## [What the task requires]
Only the lines from the one containing "Batch processing job — object class: yellow excavator." through the end of the entries are wanted, retyped exactly and without pictures.

Spatial localization data

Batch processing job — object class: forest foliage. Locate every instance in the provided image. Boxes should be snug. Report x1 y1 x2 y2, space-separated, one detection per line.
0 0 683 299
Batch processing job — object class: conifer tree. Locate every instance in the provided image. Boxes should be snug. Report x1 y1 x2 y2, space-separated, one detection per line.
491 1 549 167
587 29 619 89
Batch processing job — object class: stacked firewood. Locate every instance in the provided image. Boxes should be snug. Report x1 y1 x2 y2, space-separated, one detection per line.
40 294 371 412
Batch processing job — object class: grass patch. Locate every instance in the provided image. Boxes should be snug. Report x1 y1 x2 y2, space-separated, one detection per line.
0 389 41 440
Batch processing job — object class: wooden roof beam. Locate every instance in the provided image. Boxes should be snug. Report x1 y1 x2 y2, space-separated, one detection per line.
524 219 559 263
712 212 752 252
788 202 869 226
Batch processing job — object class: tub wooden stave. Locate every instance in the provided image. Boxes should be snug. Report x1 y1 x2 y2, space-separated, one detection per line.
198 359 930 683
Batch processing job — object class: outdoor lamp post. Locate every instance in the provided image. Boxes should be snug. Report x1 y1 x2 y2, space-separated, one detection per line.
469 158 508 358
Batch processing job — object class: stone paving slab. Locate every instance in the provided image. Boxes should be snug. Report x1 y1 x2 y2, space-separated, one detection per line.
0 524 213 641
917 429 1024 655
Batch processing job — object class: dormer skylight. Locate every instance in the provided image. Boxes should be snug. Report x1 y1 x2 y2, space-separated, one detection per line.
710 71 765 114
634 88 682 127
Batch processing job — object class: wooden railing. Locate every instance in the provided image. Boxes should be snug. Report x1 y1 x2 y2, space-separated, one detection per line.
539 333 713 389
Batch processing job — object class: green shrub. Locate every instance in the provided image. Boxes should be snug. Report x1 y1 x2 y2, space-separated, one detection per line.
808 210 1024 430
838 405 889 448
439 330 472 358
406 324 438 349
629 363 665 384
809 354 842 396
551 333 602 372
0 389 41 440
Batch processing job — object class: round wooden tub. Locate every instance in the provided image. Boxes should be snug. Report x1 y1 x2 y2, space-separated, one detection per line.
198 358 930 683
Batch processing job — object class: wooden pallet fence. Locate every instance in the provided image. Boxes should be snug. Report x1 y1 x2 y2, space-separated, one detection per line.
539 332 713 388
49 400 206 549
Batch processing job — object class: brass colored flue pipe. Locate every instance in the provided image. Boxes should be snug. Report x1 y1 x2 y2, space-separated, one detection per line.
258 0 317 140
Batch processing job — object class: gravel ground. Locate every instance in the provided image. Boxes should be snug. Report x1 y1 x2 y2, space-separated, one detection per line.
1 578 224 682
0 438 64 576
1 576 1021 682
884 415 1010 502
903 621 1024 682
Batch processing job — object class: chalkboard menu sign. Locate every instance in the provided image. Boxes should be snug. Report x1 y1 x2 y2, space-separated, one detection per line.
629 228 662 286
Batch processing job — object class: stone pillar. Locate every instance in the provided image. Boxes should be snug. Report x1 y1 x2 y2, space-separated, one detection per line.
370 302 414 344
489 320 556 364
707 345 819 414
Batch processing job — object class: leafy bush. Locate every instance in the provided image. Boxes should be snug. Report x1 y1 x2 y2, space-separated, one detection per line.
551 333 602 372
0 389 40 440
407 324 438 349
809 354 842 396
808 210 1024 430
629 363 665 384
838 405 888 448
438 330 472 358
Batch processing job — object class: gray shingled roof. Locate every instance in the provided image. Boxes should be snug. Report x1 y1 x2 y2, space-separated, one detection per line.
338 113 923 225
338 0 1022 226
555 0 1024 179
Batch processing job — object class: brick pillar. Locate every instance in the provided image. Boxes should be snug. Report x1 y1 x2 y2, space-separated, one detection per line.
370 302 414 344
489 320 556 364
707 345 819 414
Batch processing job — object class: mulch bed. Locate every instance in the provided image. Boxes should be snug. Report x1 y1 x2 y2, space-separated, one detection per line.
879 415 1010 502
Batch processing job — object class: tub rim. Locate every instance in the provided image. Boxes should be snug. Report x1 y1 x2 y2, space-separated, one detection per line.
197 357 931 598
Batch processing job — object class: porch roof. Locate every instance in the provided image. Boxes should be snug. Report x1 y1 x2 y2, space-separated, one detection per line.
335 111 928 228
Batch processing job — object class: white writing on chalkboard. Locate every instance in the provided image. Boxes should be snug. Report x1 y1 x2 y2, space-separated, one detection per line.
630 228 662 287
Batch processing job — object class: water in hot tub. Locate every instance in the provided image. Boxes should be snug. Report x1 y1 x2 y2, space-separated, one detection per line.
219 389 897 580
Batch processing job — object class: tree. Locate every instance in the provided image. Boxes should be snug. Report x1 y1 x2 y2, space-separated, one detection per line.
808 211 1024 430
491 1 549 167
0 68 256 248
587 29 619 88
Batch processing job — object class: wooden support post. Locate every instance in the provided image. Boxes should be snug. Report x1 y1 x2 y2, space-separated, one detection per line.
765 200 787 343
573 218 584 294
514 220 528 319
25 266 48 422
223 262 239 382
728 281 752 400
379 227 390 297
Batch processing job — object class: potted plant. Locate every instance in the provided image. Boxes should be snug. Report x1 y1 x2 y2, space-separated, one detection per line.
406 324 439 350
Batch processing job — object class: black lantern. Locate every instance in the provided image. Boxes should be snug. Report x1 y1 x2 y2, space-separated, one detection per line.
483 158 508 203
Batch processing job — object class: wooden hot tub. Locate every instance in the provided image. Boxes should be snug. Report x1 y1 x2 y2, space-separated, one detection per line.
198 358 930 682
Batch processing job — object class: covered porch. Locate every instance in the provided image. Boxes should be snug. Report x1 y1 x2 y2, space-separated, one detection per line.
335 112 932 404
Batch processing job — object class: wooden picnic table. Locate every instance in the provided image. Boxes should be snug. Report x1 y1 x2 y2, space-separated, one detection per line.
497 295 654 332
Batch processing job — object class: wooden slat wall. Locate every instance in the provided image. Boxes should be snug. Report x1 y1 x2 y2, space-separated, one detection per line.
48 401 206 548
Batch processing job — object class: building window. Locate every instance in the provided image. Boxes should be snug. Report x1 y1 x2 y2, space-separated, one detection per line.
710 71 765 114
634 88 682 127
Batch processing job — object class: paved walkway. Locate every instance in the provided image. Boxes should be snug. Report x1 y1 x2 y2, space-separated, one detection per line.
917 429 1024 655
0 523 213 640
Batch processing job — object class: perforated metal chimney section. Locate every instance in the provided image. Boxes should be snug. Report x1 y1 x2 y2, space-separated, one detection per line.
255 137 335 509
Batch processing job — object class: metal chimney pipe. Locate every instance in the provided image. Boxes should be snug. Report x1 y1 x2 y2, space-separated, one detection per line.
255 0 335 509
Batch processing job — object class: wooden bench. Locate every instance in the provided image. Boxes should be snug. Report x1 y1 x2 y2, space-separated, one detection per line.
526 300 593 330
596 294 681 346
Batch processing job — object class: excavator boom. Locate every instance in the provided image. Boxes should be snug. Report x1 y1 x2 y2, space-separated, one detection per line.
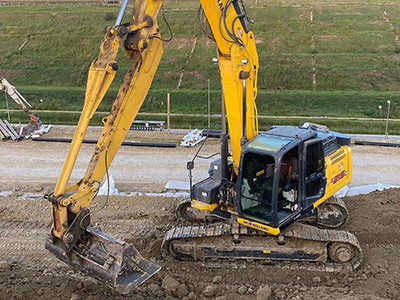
200 0 259 170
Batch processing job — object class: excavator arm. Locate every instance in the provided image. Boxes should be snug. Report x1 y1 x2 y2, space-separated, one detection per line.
50 0 164 229
46 0 164 294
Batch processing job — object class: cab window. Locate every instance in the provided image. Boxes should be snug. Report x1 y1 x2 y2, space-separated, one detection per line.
305 141 325 198
239 152 275 224
277 147 300 223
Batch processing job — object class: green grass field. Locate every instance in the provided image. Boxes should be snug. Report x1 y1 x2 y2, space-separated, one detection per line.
1 0 400 134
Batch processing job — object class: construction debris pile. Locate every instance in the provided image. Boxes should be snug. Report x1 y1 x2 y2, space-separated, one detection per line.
1 77 51 141
0 118 51 141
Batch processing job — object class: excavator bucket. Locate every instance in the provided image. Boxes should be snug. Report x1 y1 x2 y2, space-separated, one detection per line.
45 225 160 295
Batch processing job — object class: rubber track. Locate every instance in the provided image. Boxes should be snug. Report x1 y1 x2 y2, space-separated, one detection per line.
323 196 348 216
316 196 349 228
163 222 362 272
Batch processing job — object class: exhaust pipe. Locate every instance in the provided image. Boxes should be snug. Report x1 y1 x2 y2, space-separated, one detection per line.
45 225 160 295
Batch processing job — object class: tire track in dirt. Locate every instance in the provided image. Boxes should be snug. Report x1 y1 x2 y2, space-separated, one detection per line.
0 217 171 267
0 220 51 265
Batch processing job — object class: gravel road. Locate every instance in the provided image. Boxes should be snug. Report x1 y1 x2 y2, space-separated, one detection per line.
0 127 399 192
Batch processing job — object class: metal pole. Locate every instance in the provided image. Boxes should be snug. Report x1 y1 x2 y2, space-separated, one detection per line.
207 79 210 128
167 93 170 134
4 91 10 121
115 0 129 26
385 100 391 140
221 88 226 134
220 87 228 204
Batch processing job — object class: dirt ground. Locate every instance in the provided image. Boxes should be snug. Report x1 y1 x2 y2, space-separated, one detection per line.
1 189 400 300
0 128 400 300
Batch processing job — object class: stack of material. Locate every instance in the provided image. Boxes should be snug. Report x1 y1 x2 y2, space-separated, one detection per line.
180 129 206 147
130 120 165 131
0 119 21 141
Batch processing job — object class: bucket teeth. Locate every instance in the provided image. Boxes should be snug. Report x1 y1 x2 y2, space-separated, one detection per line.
45 225 161 295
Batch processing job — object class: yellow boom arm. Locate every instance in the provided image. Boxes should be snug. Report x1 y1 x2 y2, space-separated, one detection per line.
200 0 259 170
51 0 164 239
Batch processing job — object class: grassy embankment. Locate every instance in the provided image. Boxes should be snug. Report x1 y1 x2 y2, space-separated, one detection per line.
1 0 400 134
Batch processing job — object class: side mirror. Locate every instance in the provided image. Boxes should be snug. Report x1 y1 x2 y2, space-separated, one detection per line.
187 161 194 170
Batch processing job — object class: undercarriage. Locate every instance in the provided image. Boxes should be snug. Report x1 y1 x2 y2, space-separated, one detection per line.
163 221 362 272
167 196 361 271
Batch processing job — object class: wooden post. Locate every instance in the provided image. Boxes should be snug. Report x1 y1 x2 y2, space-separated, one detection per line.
167 93 170 134
207 79 210 128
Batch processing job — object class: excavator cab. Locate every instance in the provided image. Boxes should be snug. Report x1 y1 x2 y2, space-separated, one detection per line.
236 126 328 233
187 124 351 235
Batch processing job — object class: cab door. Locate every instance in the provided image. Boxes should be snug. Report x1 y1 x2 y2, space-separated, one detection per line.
303 139 326 207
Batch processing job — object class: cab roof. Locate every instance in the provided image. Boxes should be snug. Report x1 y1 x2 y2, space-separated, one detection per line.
244 125 350 156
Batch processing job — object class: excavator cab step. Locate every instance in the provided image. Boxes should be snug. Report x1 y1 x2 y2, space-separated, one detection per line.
45 225 160 295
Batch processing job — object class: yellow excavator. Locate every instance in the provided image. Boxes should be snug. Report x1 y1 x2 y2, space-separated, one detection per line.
45 0 362 295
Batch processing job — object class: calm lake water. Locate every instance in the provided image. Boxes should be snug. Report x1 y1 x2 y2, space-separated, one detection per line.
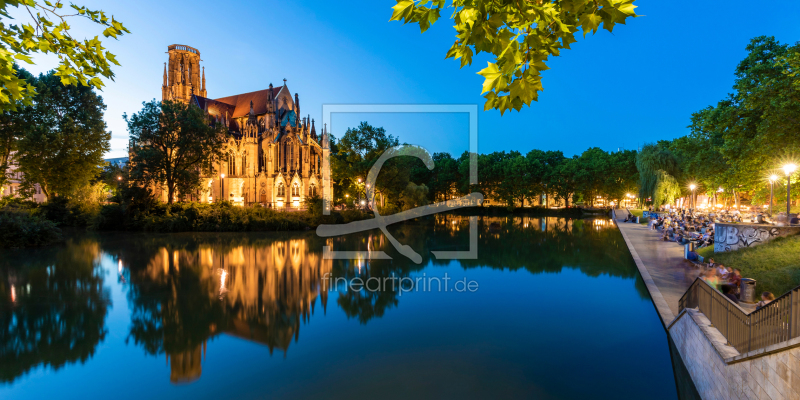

## [Answer box]
Batch processing job — object class: yellow excavator. Locate every instance in the provided image. Boxes should be snug. Report x1 y1 x2 y2, space-separated, one detection per line.
45 0 362 295
Batch processing job — object class: calm lake water. Locate every instance in the provided image. Boxes should be snug. Report x1 y1 x2 y2, space-separated, one detection per line.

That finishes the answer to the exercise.